Required action
Give back the whole listing exactly as shown.

** Source material follows **

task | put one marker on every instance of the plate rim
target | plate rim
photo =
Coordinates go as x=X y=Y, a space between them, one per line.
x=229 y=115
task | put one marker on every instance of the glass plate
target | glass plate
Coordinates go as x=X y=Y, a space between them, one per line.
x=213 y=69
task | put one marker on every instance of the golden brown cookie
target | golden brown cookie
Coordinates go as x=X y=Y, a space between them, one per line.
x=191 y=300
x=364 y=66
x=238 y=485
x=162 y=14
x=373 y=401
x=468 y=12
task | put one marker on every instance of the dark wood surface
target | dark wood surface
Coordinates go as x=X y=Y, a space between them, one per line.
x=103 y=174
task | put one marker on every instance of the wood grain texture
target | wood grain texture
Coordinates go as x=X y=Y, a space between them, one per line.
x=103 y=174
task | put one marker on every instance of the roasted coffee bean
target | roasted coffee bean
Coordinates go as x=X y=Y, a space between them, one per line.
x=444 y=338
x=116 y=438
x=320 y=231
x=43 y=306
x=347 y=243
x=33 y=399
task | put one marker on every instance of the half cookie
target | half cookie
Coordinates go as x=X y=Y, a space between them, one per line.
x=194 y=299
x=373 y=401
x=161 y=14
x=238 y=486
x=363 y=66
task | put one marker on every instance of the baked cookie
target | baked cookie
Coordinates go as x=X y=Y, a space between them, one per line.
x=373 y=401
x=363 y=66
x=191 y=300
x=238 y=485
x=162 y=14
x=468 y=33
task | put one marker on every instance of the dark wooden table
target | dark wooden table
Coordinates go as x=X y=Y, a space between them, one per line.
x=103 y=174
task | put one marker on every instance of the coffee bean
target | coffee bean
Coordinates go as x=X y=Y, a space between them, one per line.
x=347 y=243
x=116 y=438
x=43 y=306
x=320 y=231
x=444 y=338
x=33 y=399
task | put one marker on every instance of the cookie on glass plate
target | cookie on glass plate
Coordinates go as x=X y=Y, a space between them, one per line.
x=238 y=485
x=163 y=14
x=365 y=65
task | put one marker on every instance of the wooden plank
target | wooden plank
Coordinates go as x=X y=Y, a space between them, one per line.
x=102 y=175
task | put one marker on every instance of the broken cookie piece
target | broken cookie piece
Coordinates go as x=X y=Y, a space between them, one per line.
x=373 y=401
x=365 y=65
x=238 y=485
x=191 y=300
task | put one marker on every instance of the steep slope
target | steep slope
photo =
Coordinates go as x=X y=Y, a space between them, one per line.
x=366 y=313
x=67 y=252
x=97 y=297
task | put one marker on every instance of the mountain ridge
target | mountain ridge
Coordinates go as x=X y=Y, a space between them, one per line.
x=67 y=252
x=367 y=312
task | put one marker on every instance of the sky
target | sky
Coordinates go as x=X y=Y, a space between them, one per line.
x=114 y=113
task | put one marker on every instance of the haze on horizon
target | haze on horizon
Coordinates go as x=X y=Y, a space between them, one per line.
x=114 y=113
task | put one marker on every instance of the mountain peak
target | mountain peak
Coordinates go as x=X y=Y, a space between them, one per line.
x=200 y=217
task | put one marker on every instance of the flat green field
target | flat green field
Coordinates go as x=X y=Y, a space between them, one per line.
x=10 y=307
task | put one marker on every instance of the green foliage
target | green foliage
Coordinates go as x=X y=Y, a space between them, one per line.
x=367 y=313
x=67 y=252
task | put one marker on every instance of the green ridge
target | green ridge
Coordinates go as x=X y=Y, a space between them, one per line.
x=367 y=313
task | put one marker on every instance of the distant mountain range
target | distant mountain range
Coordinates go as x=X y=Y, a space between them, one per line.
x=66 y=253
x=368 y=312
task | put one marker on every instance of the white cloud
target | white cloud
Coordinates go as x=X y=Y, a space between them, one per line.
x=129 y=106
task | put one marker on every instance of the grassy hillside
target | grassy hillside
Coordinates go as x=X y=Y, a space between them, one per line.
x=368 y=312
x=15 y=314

** End of Source material **

Response to the task
task | put one marker on every instance of the plate rim
target | plate rim
photo =
Coordinates go as x=X y=Y, a space between them, one per line.
x=229 y=115
task | put one marker on every instance of the glass plate
target | glass plate
Coordinates go as x=X y=Y, a space between them, one per line.
x=213 y=69
task | put one marker on every instance of the golden brown cookie
target | golden brown cookie
Coordinates go as x=X y=Y, a space between them, one per line.
x=191 y=300
x=364 y=66
x=238 y=485
x=162 y=14
x=373 y=401
x=468 y=12
task | put one marker on every instance of the dark wood surface
target | dark wood surface
Coordinates go as x=X y=Y, a space between them, one per line.
x=103 y=174
task | put one marker on every instance of the wood grain texture
target | wood grain texture
Coordinates go as x=X y=Y, a space between them, one per line.
x=103 y=174
task | put one marker on every instance of the roasted coffee bean
target | roasted coffee bean
Coordinates go as x=X y=Y, a space between them, one per line.
x=444 y=338
x=116 y=438
x=320 y=231
x=43 y=306
x=347 y=243
x=33 y=399
task | put one marker on every instance of the half cookie
target | half cookie
Coordinates go as x=X y=Y, a space between them, one per line.
x=194 y=299
x=373 y=401
x=161 y=14
x=238 y=486
x=363 y=66
task | put one marker on every instance of the baked cookie
target | baked cookie
Coordinates go as x=X y=Y, a space between them, one per line.
x=373 y=401
x=363 y=66
x=191 y=300
x=238 y=485
x=162 y=14
x=468 y=33
task | put one marker on every instance of the dark wooden table
target | dark wooden table
Coordinates go as x=X y=Y, a space between them, one per line.
x=103 y=174
task | put one marker on every instance of the coffee bean
target | coffee bean
Coordinates go as x=X y=Y, a space between them, one per line.
x=347 y=243
x=116 y=438
x=43 y=306
x=320 y=231
x=444 y=338
x=33 y=399
task | put one marker on every instance of the cookie on glass plate
target | cookie on glass plate
Coordinates go as x=X y=Y, a space between them, one per line.
x=238 y=485
x=163 y=14
x=365 y=65
task | put one marker on every instance of the wooden plank
target | wooden plank
Coordinates go as x=X y=Y, a space between them, one per line.
x=102 y=175
task | put one marker on every instance of the broken cookie piece
target | broken cookie piece
Coordinates go as x=X y=Y, a space between them, one per line.
x=373 y=401
x=365 y=65
x=238 y=485
x=191 y=300
task | put one marker on every instance of the steep slope
target | steep slope
photo =
Coordinates go as x=X y=Y, a space between them, one per line.
x=366 y=313
x=67 y=252
x=97 y=297
task | put one marker on every instance of the mountain ridge
target | mountain ridge
Coordinates go as x=X y=Y, a space between them, one per line.
x=67 y=252
x=367 y=312
task | put one marker on every instance of the sky
target | sky
Coordinates go as x=X y=Y, a space between them, one per line.
x=114 y=113
task | put one marker on every instance of the haze on horizon
target | haze on horizon
Coordinates go as x=X y=Y, a space between them, one per line.
x=114 y=113
task | put one marker on every instance of the mountain peak
target | mountain peak
Coordinates go as x=X y=Y, a space between them, one per line.
x=200 y=217
task | put one marker on every instance of the flat green field
target | flat green field
Coordinates go as x=X y=Y, a space between them, one per line.
x=10 y=307
task | put one marker on every instance of the green foliage
target | green foliage
Coordinates go as x=X y=Y, a space between them, one per line.
x=367 y=313
x=67 y=252
task | put one marker on every instance of the green ridge
target | green ridge
Coordinates go as x=X y=Y, a space between them, one per line.
x=367 y=313
task | put one marker on every instance of the distant mountain range
target | distant mountain range
Coordinates go as x=X y=Y, a space between them, one per line.
x=66 y=253
x=368 y=312
task | put one marker on every instance of the white cloud
target | white cloud
Coordinates go as x=X y=Y, a space between them, one per line.
x=129 y=106
task | put one marker on every instance of the grassy hillside
target | grassy hillside
Coordinates go as x=X y=Y, a space between them, one per line.
x=368 y=312
x=15 y=314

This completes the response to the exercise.